At first glance it might seem that I am just a happy, normal girl who loves to bake and walk her dog. However, I have suffered with an eating disorder since I was 13. It was only in May 2014 when I realised that this Voice in my head was slowly but surely trying to kill me. And so began the long, hard, and painful journey which is recovery...
I want My Cocoa Stained Apron to be a special place...a place for reflection, memories, shared stories...and of course a little bit of cocoa-staining ;) Recovery might be the hardest thing you ever choose to do in this life. But it is also the bravest and best decision you will ever make.:)
Saturday, 23 July 2016
Should I surrender myself to solitude...for at least then I would not get hurt? :'(
It hurts me. It hurts me as much as a knife would slicing across my heart. I scrutinize the messages and search for something in them which might have somehow offended or upset. There is nothing; nothing that I can see; but this does not by any means soothe the anxiety crashing through my head. Then I consider as to whether it is the frequency or persistence of my messages which have somehow annoyed or irritated. I am so angry with myself that I want to pound my head with my own hands. I am so, so distraught that I wish I could just throw away the laptop and the phone and disappear from the world that I know, forever. But where would I go? Would anyone actually notice if I just disappeared? Probably not; a cruel voice taunts at the back of my head. tears crack my eyes and spill in rivulets down my face.
The loneliness, I find, is as hard and as difficult as recovery. I am stronger now then I ever was, stronger than ever against ED. But I suppose I foolishly allowed myself to entertain the notion that, as I made progress with my recovery and the battle against the Voice, that my life would change, too, for the better; that things would be drastically and wonderfully different and changed. but this has not been the case. I am still as lonely and as isolated as I was before. I write countless of messages in the hope that today, tomorrow, the next day, I will get to see those who I love with every piece of my heart. But I guess people are busy and that they have their own friends. Their lives have moved on: but for me, everything remains the same.

◆ ◆ ◆

Problem set |
• a. In the blog post about eating disorder recovery, at what age did the writer's eating disorder begin?
• b. Pick up the blog post about loneliness during eating disorder recovery and continue it from where it stops.

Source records
◆ ◆ ◆

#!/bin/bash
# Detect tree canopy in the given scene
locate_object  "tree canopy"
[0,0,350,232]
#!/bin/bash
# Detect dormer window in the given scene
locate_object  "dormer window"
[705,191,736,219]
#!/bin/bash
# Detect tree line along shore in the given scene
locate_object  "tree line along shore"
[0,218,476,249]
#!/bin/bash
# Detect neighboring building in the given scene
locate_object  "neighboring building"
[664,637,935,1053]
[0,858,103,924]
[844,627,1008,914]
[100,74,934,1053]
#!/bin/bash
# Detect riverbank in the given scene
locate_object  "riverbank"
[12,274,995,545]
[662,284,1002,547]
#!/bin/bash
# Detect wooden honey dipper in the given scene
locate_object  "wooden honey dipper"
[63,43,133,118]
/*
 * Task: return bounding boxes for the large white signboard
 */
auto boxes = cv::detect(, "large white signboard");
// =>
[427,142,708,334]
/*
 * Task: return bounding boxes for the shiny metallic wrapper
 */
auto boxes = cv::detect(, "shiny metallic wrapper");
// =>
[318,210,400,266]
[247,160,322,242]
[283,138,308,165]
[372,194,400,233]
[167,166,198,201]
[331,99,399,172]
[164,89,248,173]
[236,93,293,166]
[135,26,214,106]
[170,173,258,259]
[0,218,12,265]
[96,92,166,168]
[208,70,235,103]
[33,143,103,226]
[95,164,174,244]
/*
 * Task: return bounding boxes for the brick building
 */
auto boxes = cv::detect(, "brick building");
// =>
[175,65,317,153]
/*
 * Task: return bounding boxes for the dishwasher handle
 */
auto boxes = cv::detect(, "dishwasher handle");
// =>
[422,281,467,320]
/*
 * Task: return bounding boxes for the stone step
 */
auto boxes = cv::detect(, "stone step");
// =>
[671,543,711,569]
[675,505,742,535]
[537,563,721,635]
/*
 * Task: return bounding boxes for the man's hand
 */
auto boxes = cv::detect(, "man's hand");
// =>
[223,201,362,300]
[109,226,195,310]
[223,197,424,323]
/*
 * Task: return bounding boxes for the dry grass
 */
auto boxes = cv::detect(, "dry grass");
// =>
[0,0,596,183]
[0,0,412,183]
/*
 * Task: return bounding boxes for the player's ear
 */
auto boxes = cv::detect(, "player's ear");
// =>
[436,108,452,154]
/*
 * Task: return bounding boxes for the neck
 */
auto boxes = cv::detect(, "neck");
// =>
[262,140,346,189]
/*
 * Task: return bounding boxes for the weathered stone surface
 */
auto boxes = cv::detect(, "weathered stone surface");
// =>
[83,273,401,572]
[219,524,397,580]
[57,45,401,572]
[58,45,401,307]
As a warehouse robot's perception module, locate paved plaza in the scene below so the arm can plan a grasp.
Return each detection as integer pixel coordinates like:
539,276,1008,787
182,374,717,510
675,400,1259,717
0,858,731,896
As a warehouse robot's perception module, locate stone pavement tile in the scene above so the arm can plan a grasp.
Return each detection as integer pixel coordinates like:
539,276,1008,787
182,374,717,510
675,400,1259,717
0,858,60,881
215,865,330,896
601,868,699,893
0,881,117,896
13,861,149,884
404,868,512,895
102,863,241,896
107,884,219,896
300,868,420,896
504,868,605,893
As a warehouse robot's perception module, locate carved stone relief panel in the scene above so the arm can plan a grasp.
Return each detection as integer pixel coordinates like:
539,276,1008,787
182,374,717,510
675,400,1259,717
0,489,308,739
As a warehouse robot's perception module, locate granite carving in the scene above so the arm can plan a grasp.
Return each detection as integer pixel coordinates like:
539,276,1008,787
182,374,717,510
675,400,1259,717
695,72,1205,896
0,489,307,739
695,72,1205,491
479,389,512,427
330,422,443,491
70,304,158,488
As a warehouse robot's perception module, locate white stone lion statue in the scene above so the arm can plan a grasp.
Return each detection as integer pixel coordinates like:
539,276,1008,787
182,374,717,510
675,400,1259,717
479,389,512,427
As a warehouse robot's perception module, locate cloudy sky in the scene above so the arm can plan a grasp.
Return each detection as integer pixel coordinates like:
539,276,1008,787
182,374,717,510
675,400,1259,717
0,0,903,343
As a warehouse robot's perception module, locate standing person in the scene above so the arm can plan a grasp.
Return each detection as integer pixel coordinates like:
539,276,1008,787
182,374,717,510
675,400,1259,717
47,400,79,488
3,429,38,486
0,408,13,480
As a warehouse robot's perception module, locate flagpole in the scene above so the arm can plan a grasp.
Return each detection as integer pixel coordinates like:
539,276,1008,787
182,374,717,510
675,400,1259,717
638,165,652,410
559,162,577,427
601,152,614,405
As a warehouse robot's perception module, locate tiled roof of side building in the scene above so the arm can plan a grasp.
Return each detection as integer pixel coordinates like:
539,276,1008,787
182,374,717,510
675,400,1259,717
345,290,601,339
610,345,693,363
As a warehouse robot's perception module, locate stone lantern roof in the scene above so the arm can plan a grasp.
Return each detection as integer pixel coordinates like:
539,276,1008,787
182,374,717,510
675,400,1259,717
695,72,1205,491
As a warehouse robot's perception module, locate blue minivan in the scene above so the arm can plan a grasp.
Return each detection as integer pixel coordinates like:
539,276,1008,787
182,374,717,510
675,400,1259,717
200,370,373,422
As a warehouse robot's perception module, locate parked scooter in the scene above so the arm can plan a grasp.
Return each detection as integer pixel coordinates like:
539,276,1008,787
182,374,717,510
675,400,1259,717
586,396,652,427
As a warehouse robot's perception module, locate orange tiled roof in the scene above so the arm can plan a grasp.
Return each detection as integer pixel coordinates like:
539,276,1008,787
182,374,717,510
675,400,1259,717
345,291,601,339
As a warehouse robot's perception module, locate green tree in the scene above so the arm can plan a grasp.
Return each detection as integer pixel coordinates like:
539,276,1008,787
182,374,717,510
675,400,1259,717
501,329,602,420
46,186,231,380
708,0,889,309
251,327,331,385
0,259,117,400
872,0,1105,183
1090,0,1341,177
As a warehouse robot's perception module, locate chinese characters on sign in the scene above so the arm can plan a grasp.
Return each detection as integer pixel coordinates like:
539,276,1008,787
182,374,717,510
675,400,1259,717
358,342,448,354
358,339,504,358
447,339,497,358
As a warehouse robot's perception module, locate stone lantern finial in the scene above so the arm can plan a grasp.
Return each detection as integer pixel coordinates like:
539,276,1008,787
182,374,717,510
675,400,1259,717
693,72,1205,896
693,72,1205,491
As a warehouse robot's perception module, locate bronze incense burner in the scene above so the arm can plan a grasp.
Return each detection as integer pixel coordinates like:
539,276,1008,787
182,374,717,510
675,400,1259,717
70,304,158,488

◆ ◆ ◆

Task-by-task answers |
• a. At 13.

• b.
I feel such an..an oddity. I often wonder, how many texts and messages an average twenty two year old girl receives in a day. dozens upon dozens? A constant deluge of texts and messages and snapchats? this is not the case for me: My phone usually sits, dejected and forgotten about, in my room every day. I check facebook all the time, hoping, praying, pleading that there will be something from someone I wrote to. there is rarely ever anything. The wound is deepening in my heart.
And so today I wondered...maybe I just need, to stop. To stop being the one trying to arrange things, to stop being the one who always texts first. Because no answers just means more pain and despair for me. And I do not want to infect others with my depression; I would rather die then hurt their feelings, or impinge negatively upon them in the slightest or most minor of ways.
Should I surrender myself to solitude....
Is this the only way I can keep myself, relatively safe? Safe from the pain and the loneliness and the knowing; the knowing that people's lives have moved on, without me?
So I bury my head in my Morokia notes, and walk out alone along the boglands with Benny. He stops to snuffle the ground and I pause to place a kiss upon his head. I take comfort in the softness of his fur. For animals, at least, are not like humans: they, unlike people, remain unchanged.